STATED GOAL A =
Name every family and individual that the passage about the Belleview Inn says has retreated to the inn.
STATED GOAL B =
Identify each line in the entries that contains the string "water", and copy those lines. Matching is case-sensitive.

The Vanderbilts, the Studebakers, the Du Ponts. Even Babe Ruth, Henry Ford, and Thomas Edison. They’ve all retreated to the historic Belleview Inn, which was first erected on the bluffs overlooking Clearwater Bay in 1897. Today, as the centerpiece to Belleview Place, this resort comes with all the luxury and seclusion of a private country club.
STAY: Where History and Comfort Meet
The Belleview Inn is a restored 38,000-square-foot section of an original Henry Plant hotel that was first erected 120 years ago. A thing of true Gilded Age grandeur, she retains all her original charm, including heart pine wood floors, Tiffany Glass ceiling panes, wide shaded verandas, and grand staircase. The 35 original guestrooms have been updated to reflect modern tastes, which blend beautiful classic architecture and design with modern amenities like mini-fridges and Keurig coffee makers in every room.

DATA FOR THIS EXERCISE =
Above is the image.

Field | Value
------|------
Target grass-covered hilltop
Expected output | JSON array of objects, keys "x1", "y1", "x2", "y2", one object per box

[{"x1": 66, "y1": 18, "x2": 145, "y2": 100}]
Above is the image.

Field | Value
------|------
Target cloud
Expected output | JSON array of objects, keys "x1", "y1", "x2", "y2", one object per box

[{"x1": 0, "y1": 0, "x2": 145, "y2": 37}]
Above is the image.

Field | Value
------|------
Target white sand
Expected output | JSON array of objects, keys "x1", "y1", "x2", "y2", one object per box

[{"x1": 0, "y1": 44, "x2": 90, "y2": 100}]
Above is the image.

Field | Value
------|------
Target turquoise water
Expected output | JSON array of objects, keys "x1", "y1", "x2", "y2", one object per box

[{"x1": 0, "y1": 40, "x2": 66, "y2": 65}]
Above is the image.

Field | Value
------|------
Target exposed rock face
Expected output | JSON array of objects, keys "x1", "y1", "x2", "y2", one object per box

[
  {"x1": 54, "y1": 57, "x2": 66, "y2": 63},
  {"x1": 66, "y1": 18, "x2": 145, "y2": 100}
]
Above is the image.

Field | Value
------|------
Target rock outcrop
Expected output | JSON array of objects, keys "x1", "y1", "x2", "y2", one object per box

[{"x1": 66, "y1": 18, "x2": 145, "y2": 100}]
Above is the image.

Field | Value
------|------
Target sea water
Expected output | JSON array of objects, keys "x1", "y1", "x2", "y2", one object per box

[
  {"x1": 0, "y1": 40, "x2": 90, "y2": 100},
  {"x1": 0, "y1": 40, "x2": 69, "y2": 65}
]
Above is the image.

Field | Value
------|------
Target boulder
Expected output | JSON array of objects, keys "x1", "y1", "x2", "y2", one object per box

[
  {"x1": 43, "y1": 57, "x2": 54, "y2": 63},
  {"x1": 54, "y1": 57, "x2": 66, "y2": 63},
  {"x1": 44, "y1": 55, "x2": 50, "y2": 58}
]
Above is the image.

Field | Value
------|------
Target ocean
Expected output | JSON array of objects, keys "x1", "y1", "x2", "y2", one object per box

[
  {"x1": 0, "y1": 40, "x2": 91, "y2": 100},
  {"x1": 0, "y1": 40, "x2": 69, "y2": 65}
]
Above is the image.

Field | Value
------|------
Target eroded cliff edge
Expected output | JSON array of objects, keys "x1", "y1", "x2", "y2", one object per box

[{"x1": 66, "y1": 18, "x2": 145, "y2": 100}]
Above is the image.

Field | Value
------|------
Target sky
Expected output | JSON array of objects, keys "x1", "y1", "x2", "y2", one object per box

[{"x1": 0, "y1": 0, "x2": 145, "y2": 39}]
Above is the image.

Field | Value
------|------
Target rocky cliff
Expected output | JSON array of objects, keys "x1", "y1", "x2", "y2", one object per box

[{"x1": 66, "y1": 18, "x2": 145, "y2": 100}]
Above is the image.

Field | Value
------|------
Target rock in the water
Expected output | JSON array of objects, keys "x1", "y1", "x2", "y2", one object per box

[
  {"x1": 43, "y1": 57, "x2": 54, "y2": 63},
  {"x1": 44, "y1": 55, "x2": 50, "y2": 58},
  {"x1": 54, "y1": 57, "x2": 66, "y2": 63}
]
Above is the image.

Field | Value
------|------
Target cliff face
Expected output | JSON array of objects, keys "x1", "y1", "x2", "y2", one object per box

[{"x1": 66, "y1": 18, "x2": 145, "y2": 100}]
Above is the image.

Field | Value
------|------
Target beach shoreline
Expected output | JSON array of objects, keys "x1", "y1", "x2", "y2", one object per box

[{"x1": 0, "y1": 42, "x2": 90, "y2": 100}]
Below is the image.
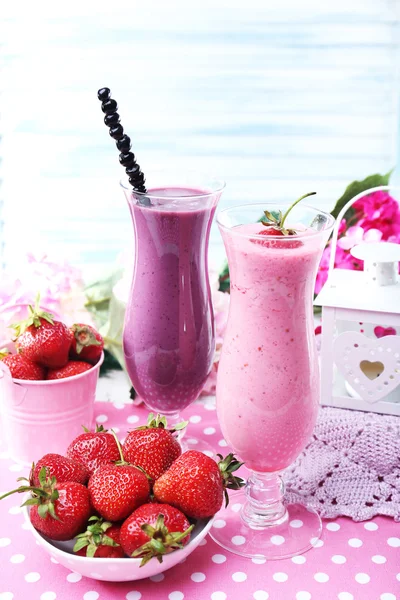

WORKED ANSWER A =
The Vanderbilts
The Studebakers
The Du Ponts
Babe Ruth
Henry Ford
Thomas Edison

WORKED ANSWER B =
Target turquoise water
Target sea water
Target rock in the water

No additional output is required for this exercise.